• [EXTRAIT DU TEXTE]:
___

La fondation du couple milliardaire est aussi très impliquée dans le Fonds mondial de lutte contre le sida, la tuberculose et le paludisme auquel elle a versé pas moins de 2,49 milliards de dollars et promis d’en verser 760 millions pour la période 2020-2022. Elle est encore plus généreuse envers GAVI qu’elle a financée à hauteur de 4,1 milliards de dollars depuis 2000. En 2020, elle a promis d’apporter un financement de 1,6 milliard pour la période 2021-2025. Même si elle n’est pas basée à Genève, mais contribue à son écosystème, la Coalition pour les innovations en matière de préparation aux épidémies (CEPI) bénéficie aussi grandement de la philanthropie sanitaire des Gates.

___

• [SÉRIE D'EXERCICES]:
**a)** D'après l'extrait sur la fondation Gates, pourquoi la fondation est-elle « encore plus généreuse » envers GAVI qu'envers le Fonds mondial ? Répondez en une à trois phrases.
**b)** Rédigez la suite de l'extrait sur la fondation Gates, en partant de sa dernière phrase.
Les lignes qui suivent n'ont aucun lien avec l'extrait.

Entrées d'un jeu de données

___

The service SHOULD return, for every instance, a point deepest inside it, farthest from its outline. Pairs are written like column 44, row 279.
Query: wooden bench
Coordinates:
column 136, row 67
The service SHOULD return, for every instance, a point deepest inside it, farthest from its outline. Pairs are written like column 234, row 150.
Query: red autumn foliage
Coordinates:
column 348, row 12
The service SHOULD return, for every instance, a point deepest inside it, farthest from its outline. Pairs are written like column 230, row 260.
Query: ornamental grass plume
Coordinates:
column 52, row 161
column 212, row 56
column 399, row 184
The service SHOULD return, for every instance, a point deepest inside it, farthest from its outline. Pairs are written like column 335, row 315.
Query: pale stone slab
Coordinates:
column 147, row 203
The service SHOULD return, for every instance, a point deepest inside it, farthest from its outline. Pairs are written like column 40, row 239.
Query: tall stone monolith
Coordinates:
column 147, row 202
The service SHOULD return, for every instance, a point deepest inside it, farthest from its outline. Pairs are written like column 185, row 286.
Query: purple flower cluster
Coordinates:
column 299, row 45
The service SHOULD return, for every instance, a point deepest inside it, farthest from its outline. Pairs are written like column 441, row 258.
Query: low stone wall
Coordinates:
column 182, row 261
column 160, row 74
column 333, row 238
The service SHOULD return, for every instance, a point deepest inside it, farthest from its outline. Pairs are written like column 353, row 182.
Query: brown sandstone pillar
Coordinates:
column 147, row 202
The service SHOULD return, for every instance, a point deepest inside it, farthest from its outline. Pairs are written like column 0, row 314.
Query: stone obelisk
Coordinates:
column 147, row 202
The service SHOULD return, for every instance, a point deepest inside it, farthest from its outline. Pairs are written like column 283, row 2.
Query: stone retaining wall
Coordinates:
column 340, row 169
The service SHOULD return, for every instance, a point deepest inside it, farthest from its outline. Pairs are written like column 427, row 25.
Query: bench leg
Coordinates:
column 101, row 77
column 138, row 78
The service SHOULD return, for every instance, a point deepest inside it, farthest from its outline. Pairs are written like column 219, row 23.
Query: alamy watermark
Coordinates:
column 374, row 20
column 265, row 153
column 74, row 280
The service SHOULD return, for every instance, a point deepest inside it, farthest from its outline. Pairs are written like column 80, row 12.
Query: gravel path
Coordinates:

___

• [RÉPONSES RÉDIGÉES]:
**a)** Elle a versé 4,1 milliards de dollars à GAVI depuis 2000. Au Fonds mondial de lutte contre le sida, la tuberculose et le paludisme, elle a versé 2,49 milliards de dollars.

**b)**
La générosité de ces deux philanthropes est très appréciable, notamment à l’OMS où les Etats membres rechignent à renforcer l’assise financière de l’organisation. Directeur de l’Institut de santé globale de l’Université de Genève, Antoine Flahault se félicite de «l’extraordinaire générosité» de Bill Gates dont l’action est souvent déterminante. Elle est d’autant plus nécessaire que l’OMS dispose «d’un budget indigent (équivalant à celui des HUG à Genève) au vu des tâches qu’on exige d’elle», poursuit-il. Selon Antoine Flahault, le problème potentiel lié à ce type de financement est qu’il est «fléché», qu’il est destiné à des programmes bien précis choisis par la fondation. «Cela peut potentiellement dérouter les priorités fixées par les Etats membres de l’OMS.» Le risque d’accoutumance à ce type de financement est aussi une fragilité pour l’agence onusienne. Il suffit que le philanthrope change d’idée pour la priver de fonds devenus nécessaires.